> _Your instructions_: Using the listing below, count the lines in which "paper" appears; give the count alone.

====== Data shown

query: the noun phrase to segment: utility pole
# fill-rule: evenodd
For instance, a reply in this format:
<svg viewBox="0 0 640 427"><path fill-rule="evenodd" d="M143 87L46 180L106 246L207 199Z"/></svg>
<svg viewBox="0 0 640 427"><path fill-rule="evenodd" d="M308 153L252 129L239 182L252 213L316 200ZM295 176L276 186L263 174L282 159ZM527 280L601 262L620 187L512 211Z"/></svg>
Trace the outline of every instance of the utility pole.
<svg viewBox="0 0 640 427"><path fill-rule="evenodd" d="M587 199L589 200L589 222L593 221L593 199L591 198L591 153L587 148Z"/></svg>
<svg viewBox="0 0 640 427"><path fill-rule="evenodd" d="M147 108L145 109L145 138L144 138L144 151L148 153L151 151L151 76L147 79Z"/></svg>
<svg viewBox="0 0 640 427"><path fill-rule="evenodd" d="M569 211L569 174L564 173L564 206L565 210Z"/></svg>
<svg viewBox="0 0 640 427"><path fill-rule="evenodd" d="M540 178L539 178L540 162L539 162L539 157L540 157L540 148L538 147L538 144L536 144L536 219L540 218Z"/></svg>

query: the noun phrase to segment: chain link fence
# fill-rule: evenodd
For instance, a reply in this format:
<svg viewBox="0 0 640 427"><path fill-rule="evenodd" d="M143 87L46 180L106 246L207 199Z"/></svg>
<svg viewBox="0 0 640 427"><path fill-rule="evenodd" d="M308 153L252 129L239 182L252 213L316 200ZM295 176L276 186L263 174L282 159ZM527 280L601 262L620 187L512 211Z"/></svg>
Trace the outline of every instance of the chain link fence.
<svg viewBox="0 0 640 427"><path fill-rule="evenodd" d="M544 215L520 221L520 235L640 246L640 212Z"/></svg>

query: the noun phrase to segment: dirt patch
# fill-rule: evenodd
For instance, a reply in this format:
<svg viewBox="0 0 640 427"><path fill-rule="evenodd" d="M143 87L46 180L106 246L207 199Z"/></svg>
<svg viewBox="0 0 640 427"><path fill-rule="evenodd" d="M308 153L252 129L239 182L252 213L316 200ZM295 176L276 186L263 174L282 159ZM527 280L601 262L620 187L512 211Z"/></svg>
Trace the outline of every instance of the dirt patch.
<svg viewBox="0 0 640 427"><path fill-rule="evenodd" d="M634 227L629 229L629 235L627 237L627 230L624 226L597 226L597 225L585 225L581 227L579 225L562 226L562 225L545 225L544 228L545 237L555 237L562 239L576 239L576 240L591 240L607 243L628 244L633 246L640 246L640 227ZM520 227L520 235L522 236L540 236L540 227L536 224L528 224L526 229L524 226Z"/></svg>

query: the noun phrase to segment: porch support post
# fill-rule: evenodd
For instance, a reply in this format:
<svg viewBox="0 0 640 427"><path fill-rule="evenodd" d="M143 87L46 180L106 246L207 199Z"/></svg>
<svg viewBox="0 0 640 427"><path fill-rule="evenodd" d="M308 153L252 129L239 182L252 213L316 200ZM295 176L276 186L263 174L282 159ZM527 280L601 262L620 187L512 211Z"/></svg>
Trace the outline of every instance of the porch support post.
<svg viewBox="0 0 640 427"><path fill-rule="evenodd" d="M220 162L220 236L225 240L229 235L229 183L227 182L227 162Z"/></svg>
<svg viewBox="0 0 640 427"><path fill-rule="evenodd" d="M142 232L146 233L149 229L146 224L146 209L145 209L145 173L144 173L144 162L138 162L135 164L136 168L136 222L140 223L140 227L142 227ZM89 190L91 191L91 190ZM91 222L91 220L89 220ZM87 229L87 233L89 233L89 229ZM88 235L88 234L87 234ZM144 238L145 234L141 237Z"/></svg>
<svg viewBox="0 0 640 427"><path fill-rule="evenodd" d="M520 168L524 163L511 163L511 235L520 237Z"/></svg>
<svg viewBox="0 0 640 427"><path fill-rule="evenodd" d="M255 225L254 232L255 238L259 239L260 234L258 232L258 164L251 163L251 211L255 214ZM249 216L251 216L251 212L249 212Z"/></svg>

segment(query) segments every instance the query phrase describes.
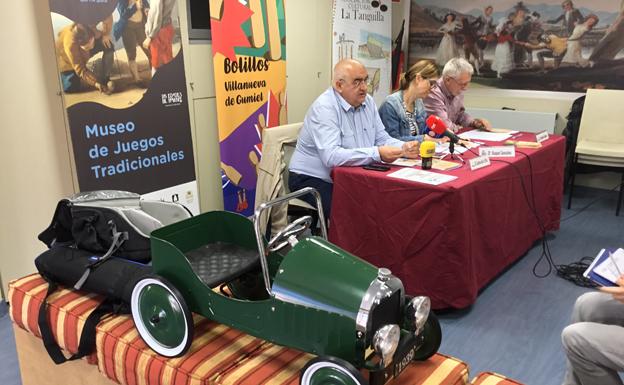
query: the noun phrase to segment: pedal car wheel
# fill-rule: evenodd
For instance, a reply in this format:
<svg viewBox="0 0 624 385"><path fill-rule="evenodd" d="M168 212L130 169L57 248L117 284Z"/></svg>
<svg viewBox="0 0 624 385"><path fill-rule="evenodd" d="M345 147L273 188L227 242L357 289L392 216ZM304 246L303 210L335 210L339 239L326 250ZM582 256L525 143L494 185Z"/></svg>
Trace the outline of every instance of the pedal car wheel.
<svg viewBox="0 0 624 385"><path fill-rule="evenodd" d="M156 353L178 357L193 340L193 318L180 292L167 280L140 280L130 299L132 318L143 341Z"/></svg>
<svg viewBox="0 0 624 385"><path fill-rule="evenodd" d="M301 370L301 385L366 385L351 363L337 357L316 357Z"/></svg>
<svg viewBox="0 0 624 385"><path fill-rule="evenodd" d="M423 345L416 351L414 361L424 361L438 352L442 343L442 329L440 321L433 312L429 313L427 322L423 327Z"/></svg>

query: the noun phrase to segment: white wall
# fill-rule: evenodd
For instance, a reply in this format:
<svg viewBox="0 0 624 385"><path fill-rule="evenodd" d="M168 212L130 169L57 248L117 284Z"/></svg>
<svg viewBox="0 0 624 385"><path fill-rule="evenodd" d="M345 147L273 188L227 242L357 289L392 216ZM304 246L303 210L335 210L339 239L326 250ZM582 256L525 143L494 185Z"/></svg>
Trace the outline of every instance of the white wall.
<svg viewBox="0 0 624 385"><path fill-rule="evenodd" d="M0 277L35 271L37 234L73 192L48 2L10 1L0 24Z"/></svg>

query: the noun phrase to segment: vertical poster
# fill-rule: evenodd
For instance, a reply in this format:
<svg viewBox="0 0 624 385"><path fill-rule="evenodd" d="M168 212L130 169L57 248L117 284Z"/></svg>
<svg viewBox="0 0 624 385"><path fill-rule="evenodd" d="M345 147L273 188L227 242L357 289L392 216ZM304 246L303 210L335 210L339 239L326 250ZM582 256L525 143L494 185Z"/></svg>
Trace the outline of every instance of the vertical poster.
<svg viewBox="0 0 624 385"><path fill-rule="evenodd" d="M254 211L262 131L287 123L283 0L210 2L225 210Z"/></svg>
<svg viewBox="0 0 624 385"><path fill-rule="evenodd" d="M356 59L368 71L368 93L381 105L392 88L392 3L334 0L332 65Z"/></svg>
<svg viewBox="0 0 624 385"><path fill-rule="evenodd" d="M177 0L49 0L78 188L199 213Z"/></svg>
<svg viewBox="0 0 624 385"><path fill-rule="evenodd" d="M412 0L409 62L465 57L492 88L624 88L624 2Z"/></svg>

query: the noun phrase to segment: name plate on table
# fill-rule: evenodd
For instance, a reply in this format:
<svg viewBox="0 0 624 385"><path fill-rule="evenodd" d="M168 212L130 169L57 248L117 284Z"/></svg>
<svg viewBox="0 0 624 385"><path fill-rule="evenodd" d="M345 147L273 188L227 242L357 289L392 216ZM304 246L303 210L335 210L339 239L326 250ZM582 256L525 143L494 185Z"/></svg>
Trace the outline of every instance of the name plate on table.
<svg viewBox="0 0 624 385"><path fill-rule="evenodd" d="M476 158L470 159L468 162L470 163L470 169L473 171L483 167L487 167L491 164L490 158L488 158L487 156L478 156Z"/></svg>
<svg viewBox="0 0 624 385"><path fill-rule="evenodd" d="M535 134L535 141L537 143L542 143L543 141L548 140L548 138L549 138L548 132L546 131Z"/></svg>
<svg viewBox="0 0 624 385"><path fill-rule="evenodd" d="M489 158L513 158L516 156L516 147L514 146L479 147L479 156L487 156Z"/></svg>

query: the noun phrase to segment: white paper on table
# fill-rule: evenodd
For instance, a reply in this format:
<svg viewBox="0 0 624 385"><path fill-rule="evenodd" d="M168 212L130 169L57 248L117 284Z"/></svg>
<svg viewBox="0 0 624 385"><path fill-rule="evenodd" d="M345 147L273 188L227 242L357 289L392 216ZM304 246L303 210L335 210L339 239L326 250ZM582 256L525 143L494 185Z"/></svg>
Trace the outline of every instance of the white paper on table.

============

> _Completed task_: 2